ZADANIE DO WYKONANIA:
Przytocz ponownie cały tekst o Stasi, słowo w słowo i bez żadnych zmian.

TEKST ŹRÓDŁOWY:
Już w młodości Stasia przeżyła niejedną tragedię typową dla Polek żyjących na Kresach Wschodnich II Rzeczypospolitej w XX wieku. O wydarzeniach związanych z odzyskaniem niepodległości, o trosce o jej powodzenie i rozwój, o walce o przetrwanie wojny i próbach zrozumienia dziwnego stanu PRL-u opowiada wiele osób, ale o tajemnicach życia na emigracji zarobkowej – niewiele.

Te wcześniejsze walki, poświęcenia i starania stały się w życiu Stasi kolejnymi lekcjami nadziei i dystansu do świata materialnego i głębokiej wiary w Bożą opiekę nad nią, prostą kobietą. Nie myślała od razu o wieczności, ale o przyszłości, którą przynosił każdy następny dzień. Najbardziej troszczyła się o swoją liczną rodzinę, była bowiem dwunastym dzieckiem. Jako najmłodsza wszystko zawdzięczała starszemu rodzeństwu.

Zapisany zbiór danych
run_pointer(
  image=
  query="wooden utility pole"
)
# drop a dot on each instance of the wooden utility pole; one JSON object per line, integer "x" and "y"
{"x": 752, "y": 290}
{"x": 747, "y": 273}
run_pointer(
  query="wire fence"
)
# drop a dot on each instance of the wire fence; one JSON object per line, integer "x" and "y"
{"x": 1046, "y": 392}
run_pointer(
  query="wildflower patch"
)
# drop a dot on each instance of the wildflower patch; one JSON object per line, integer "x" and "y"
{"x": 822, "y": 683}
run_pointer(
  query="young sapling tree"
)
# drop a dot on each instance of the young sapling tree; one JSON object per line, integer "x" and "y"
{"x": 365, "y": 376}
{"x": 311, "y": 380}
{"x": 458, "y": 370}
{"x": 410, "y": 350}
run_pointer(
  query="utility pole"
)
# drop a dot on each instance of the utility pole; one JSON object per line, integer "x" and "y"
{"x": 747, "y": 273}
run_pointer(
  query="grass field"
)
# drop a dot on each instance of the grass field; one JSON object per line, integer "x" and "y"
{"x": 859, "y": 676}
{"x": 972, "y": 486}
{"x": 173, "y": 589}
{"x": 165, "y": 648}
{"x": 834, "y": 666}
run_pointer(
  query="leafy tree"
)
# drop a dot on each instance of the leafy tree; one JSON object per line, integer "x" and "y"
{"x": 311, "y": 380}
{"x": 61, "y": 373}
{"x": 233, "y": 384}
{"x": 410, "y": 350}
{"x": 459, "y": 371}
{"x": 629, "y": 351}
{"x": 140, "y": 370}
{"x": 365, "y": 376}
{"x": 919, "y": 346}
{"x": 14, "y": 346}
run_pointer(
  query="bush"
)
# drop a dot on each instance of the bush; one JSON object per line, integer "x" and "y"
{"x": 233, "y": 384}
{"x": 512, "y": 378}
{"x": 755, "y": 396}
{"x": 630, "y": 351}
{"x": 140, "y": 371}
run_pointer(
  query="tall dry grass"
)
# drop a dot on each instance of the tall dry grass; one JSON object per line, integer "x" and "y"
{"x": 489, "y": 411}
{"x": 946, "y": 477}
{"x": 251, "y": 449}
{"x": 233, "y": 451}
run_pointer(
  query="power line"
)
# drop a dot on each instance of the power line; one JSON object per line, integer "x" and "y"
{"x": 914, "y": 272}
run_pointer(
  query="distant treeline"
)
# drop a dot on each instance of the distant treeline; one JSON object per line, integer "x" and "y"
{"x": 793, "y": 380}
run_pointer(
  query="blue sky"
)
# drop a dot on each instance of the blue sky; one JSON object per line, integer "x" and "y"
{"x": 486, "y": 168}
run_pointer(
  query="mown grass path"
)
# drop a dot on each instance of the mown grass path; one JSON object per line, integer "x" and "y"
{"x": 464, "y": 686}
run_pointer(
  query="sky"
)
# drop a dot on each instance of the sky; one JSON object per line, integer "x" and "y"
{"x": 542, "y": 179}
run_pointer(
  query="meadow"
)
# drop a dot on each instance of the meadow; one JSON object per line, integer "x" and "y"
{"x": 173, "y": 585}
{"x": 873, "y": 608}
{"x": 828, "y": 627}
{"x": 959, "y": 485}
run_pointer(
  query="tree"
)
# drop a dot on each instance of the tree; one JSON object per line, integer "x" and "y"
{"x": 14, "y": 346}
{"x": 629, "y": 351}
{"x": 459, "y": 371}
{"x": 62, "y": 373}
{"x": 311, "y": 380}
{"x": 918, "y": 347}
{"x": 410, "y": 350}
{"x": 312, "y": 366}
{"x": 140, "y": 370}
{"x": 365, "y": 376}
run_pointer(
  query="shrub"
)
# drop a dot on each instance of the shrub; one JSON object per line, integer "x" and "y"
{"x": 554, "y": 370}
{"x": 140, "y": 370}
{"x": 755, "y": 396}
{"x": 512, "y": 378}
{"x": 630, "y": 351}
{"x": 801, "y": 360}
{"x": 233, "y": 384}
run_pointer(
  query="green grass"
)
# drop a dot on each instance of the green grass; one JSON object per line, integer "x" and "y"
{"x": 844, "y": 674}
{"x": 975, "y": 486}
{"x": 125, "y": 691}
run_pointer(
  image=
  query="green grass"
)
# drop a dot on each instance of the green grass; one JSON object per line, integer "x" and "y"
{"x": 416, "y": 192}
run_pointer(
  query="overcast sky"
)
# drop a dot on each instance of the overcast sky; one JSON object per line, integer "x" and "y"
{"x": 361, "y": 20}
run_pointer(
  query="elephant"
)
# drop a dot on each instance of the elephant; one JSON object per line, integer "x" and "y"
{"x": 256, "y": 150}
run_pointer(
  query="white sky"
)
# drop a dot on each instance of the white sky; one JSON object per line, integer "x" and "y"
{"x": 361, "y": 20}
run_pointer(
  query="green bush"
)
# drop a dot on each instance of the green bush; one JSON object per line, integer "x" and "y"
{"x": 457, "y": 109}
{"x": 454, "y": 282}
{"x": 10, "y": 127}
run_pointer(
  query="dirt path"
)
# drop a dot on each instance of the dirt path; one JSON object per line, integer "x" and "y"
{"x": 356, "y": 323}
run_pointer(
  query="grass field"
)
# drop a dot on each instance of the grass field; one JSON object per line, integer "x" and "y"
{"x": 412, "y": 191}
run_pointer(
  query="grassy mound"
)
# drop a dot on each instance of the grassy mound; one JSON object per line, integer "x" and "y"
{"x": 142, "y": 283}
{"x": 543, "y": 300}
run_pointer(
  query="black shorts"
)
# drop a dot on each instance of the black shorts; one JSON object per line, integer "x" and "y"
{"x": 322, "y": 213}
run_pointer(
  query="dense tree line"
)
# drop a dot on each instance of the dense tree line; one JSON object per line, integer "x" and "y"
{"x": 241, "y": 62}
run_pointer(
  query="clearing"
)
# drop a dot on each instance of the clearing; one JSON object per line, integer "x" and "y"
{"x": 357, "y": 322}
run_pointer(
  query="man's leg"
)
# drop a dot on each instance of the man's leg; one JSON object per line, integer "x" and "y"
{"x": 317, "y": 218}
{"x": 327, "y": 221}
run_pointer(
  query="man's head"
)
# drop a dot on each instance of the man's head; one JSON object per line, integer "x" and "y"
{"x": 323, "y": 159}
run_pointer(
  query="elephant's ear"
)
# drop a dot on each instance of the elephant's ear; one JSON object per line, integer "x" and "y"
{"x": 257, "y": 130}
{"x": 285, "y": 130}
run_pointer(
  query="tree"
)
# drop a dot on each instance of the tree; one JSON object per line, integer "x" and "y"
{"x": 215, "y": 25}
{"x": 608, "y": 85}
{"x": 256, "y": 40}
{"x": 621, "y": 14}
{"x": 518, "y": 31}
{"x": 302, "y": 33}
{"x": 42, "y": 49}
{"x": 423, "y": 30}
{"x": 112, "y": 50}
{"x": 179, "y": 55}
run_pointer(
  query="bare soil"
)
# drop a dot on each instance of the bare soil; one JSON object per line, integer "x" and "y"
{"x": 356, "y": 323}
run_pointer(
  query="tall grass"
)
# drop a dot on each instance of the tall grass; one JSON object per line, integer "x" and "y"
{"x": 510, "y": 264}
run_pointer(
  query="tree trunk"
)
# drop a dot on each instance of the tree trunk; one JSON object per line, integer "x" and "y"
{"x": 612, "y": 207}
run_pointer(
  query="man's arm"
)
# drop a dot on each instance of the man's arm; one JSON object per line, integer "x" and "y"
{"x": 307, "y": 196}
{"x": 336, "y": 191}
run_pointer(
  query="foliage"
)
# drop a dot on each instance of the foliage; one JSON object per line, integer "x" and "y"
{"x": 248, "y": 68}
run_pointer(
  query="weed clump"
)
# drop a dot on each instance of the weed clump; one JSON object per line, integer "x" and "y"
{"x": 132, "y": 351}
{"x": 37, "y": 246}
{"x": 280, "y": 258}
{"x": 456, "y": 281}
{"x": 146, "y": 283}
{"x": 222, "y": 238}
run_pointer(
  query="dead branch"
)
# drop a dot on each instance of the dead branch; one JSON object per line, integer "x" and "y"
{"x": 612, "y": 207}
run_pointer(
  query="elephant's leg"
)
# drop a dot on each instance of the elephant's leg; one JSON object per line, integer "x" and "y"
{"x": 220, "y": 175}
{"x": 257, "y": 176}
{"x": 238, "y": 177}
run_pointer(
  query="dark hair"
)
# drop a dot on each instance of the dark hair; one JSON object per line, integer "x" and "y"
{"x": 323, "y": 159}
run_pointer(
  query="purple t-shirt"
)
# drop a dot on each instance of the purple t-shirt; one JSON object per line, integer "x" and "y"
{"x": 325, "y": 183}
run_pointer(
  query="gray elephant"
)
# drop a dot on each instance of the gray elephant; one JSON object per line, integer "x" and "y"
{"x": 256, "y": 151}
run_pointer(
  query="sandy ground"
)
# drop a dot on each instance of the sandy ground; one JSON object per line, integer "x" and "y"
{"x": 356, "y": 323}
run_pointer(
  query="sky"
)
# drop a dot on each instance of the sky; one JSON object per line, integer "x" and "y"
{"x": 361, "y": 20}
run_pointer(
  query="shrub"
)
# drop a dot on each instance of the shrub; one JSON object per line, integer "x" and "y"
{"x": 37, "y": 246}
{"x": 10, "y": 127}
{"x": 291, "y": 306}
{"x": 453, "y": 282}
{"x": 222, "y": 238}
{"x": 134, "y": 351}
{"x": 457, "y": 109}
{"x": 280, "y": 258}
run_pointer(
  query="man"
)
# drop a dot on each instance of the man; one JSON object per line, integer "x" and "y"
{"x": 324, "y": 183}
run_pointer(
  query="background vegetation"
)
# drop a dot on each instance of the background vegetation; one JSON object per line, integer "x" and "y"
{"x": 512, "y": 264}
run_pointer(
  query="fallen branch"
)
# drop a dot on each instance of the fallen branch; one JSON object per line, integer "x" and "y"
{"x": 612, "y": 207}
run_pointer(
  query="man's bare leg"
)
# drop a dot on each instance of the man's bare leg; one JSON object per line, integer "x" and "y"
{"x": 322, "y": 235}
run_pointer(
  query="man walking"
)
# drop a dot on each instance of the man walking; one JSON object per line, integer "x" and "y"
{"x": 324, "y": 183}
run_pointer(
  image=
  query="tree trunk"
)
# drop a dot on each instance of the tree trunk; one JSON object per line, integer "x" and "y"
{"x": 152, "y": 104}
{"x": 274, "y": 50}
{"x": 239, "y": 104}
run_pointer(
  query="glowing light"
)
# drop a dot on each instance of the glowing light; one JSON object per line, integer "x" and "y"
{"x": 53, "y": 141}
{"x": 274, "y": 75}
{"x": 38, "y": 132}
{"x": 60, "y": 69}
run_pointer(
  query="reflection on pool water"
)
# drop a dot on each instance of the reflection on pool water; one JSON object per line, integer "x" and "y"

WYNIK ZADANIA:
Już w młodości Stasia przeżyła niejedną tragedię typową dla Polek żyjących na Kresach Wschodnich II Rzeczypospolitej w XX wieku. O wydarzeniach związanych z odzyskaniem niepodległości, o trosce o jej powodzenie i rozwój, o walce o przetrwanie wojny i próbach zrozumienia dziwnego stanu PRL-u opowiada wiele osób, ale o tajemnicach życia na emigracji zarobkowej – niewiele.

Te wcześniejsze walki, poświęcenia i starania stały się w życiu Stasi kolejnymi lekcjami nadziei i dystansu do świata materialnego i głębokiej wiary w Bożą opiekę nad nią, prostą kobietą. Nie myślała od razu o wieczności, ale o przyszłości, którą przynosił każdy następny dzień. Najbardziej troszczyła się o swoją liczną rodzinę, była bowiem dwunastym dzieckiem. Jako najmłodsza wszystko zawdzięczała starszemu rodzeństwu.